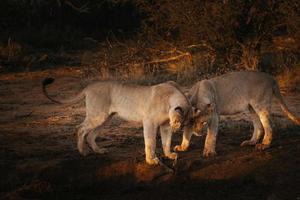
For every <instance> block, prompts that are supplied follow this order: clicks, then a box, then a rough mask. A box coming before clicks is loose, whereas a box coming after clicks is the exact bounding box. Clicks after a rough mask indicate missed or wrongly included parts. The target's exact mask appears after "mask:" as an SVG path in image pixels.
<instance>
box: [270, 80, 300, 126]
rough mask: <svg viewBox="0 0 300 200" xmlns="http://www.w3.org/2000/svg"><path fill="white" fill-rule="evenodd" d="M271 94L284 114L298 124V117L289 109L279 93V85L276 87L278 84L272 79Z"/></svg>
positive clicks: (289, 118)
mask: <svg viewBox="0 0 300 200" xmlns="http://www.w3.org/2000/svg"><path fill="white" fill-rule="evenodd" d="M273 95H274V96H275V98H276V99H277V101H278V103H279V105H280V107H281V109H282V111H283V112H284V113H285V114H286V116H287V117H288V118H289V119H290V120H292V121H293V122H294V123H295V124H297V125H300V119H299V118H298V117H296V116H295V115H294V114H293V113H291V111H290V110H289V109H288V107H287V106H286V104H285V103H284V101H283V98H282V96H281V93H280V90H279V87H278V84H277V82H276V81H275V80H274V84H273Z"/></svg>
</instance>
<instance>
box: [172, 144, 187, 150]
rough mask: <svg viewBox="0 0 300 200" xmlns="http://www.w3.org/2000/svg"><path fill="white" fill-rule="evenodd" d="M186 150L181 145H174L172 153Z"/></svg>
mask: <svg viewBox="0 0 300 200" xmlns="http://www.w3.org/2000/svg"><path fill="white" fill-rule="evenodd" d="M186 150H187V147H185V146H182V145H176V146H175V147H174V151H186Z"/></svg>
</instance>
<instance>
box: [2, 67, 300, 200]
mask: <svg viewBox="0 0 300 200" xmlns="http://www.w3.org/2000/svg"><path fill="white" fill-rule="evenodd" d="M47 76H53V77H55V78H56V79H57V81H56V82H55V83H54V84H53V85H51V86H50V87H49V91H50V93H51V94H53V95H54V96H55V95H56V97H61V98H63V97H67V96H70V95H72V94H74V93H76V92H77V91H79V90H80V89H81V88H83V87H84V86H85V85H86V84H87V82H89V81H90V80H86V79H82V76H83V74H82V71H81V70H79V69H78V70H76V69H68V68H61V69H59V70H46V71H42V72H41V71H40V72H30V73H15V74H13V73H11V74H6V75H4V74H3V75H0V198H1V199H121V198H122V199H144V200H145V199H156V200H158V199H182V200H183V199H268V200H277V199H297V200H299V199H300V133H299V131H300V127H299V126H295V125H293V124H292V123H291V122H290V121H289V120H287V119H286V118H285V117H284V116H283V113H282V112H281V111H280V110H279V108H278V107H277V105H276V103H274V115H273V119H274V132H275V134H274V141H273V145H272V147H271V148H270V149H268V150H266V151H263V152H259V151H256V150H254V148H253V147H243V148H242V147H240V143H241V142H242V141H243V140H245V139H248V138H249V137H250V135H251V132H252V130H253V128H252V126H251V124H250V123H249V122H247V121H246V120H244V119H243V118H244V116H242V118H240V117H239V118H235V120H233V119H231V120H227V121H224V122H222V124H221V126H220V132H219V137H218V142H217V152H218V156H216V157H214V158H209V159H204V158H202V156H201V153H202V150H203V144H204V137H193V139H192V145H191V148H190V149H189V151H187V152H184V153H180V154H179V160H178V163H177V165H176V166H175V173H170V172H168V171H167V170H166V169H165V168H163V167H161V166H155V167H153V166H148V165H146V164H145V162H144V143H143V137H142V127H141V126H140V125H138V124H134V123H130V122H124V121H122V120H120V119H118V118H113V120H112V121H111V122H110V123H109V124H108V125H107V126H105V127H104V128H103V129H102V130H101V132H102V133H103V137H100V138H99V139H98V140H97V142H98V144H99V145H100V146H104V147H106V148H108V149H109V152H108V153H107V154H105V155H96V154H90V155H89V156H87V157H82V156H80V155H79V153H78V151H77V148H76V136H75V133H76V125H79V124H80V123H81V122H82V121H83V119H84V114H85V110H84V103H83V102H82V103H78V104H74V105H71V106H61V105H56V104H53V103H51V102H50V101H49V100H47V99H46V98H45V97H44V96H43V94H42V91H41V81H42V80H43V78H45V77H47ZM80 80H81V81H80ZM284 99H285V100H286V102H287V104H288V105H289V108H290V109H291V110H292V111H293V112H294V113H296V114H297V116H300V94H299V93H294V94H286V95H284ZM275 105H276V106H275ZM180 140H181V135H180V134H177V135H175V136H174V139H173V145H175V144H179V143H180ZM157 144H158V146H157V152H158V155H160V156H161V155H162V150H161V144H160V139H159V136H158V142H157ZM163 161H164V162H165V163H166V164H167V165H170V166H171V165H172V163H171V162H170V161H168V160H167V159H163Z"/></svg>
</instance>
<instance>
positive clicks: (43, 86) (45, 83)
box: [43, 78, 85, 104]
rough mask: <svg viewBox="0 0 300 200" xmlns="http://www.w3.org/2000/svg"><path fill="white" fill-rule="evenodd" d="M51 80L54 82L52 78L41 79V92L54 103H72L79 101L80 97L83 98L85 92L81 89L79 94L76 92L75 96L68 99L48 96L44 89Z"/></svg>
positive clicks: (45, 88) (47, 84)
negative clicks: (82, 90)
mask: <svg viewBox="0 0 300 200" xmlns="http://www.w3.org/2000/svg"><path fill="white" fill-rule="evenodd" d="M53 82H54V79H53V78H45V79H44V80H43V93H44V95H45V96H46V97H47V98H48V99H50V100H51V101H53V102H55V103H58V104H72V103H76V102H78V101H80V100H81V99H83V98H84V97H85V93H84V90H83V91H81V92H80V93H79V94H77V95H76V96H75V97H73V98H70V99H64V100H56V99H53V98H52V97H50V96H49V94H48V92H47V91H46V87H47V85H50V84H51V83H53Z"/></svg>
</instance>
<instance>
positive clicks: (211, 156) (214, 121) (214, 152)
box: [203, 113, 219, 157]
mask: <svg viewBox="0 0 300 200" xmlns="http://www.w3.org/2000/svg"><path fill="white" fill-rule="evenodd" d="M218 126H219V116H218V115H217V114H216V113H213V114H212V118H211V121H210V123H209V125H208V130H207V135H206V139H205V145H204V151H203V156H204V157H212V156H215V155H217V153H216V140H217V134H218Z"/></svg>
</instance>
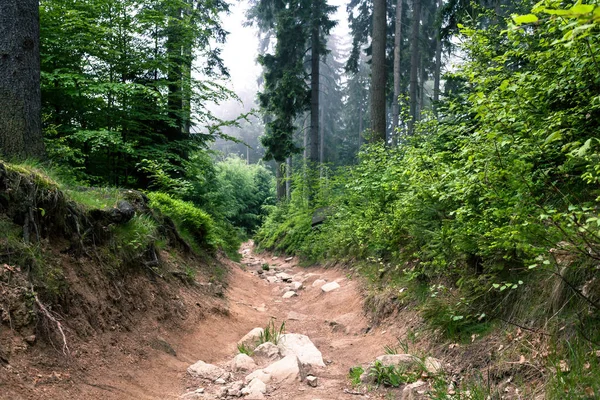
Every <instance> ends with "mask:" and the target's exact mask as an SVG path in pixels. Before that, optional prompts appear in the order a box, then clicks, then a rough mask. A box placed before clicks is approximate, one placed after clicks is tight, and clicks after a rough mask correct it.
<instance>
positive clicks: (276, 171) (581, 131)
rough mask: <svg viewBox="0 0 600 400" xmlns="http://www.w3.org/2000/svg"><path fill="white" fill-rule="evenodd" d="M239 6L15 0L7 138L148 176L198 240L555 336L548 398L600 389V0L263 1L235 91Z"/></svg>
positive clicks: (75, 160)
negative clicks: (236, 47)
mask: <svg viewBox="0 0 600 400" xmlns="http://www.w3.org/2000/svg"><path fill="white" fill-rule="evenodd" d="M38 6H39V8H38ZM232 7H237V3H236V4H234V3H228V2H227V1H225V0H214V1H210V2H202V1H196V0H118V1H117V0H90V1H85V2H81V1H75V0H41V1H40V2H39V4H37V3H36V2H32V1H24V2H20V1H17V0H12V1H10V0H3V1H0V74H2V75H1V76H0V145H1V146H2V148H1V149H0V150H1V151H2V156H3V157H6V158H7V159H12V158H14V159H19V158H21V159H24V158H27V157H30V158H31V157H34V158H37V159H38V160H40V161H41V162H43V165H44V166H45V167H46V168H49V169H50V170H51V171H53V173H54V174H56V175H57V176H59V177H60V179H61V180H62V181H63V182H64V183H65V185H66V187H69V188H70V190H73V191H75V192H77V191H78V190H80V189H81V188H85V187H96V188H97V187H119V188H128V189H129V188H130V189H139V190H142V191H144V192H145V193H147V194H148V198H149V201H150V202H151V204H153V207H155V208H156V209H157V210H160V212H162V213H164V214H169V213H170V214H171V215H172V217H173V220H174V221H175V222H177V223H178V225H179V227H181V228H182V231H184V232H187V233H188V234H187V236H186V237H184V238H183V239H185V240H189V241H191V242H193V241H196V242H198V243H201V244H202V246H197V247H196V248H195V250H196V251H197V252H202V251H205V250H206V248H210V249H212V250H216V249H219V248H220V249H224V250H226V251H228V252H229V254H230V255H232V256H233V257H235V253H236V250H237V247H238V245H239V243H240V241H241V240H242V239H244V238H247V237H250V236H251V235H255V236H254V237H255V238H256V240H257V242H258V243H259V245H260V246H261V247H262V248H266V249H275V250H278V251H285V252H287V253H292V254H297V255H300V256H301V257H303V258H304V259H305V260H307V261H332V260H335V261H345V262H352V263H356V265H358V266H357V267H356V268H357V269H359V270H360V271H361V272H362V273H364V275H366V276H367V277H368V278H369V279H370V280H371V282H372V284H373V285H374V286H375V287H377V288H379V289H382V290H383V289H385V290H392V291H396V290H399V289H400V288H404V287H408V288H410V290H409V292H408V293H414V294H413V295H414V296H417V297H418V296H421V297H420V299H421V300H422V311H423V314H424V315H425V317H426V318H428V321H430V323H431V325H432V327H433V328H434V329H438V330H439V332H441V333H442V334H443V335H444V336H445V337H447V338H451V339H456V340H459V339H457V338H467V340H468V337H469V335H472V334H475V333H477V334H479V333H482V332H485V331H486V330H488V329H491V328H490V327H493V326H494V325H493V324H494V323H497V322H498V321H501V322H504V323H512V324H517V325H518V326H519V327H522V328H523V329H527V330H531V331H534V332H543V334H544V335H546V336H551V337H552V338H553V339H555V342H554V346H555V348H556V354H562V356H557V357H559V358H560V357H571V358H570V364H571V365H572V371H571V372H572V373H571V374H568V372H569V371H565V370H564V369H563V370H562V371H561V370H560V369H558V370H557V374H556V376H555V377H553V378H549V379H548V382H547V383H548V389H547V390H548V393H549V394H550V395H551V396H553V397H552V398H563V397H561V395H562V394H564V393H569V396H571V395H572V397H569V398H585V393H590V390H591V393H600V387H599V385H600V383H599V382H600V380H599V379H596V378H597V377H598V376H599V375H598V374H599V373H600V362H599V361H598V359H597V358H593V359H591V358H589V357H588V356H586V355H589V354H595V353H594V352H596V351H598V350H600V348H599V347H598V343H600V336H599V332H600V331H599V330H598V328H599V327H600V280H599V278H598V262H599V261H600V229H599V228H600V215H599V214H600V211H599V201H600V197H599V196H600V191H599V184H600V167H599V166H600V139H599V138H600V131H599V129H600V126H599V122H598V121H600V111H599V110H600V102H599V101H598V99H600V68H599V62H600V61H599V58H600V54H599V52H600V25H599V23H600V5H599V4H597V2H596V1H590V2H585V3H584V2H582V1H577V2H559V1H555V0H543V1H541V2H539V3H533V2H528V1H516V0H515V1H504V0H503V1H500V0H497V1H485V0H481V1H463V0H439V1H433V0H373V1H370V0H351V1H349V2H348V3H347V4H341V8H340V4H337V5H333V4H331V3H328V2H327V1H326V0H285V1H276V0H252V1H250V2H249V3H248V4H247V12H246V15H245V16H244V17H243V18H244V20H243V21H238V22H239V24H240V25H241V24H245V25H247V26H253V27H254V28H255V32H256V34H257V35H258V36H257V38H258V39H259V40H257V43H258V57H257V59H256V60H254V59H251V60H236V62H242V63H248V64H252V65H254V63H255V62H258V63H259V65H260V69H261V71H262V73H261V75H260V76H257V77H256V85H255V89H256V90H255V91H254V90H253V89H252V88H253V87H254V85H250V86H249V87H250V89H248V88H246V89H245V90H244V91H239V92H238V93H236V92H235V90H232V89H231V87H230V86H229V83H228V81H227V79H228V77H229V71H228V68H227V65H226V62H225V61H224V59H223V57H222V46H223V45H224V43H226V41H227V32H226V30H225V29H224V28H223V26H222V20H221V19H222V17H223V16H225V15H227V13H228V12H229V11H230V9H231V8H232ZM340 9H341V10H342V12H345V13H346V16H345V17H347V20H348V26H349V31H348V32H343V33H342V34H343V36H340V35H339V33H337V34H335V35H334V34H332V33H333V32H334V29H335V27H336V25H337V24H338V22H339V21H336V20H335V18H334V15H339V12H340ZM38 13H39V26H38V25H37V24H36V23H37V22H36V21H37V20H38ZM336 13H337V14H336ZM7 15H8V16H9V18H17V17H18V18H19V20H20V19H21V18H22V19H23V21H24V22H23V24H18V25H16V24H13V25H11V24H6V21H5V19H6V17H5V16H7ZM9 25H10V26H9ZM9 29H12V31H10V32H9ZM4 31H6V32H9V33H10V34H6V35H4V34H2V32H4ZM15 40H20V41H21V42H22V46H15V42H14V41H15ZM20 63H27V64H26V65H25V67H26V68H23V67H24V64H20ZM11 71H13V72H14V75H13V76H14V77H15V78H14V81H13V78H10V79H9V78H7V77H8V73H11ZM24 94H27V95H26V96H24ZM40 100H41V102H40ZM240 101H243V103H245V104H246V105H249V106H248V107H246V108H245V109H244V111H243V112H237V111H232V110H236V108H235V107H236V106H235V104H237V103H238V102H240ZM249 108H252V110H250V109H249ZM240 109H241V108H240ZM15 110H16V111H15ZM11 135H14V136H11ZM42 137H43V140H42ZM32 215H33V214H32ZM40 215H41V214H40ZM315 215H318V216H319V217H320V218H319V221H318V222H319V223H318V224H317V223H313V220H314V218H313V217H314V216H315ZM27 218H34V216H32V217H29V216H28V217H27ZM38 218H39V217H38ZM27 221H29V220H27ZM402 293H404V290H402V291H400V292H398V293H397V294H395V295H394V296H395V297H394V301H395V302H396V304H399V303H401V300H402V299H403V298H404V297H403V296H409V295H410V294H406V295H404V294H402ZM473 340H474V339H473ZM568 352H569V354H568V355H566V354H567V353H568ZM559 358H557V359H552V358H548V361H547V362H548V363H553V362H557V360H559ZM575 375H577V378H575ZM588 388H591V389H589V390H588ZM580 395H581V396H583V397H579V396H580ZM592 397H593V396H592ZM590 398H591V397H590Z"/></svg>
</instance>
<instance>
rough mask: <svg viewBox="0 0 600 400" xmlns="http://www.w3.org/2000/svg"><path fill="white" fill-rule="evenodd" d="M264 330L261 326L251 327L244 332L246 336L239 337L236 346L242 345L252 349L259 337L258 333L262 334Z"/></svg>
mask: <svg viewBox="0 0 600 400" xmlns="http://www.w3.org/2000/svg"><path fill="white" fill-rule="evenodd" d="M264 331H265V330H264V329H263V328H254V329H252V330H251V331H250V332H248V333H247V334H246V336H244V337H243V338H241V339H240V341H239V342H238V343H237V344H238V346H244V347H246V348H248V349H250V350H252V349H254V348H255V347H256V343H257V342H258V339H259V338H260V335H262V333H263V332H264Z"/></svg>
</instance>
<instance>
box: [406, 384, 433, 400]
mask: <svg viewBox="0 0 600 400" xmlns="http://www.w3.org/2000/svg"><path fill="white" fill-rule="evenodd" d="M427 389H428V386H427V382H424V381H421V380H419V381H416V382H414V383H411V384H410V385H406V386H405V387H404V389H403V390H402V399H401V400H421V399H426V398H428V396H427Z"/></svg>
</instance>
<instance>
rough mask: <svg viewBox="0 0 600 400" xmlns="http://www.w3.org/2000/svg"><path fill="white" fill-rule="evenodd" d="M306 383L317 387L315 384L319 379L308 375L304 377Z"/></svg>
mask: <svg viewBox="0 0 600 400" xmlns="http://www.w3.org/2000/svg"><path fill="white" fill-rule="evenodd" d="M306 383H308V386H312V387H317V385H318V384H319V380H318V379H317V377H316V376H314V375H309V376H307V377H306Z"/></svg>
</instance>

=======

● **WHAT YOU HAVE TO DO**
Send back an exact copy of only the lines from the line with "box: [43, 78, 85, 104]" up to and including the line with "positive clicks: (45, 88) (47, 84)" in the data above.

● **RESULT**
box: [43, 78, 85, 104]
rough mask: <svg viewBox="0 0 300 200" xmlns="http://www.w3.org/2000/svg"><path fill="white" fill-rule="evenodd" d="M51 80L54 82L52 78L41 79V92L54 103H72L79 101L80 97L83 98L85 92L81 89L79 94L76 92L75 96L68 99L48 96L44 89Z"/></svg>
positive clicks: (45, 88) (47, 84)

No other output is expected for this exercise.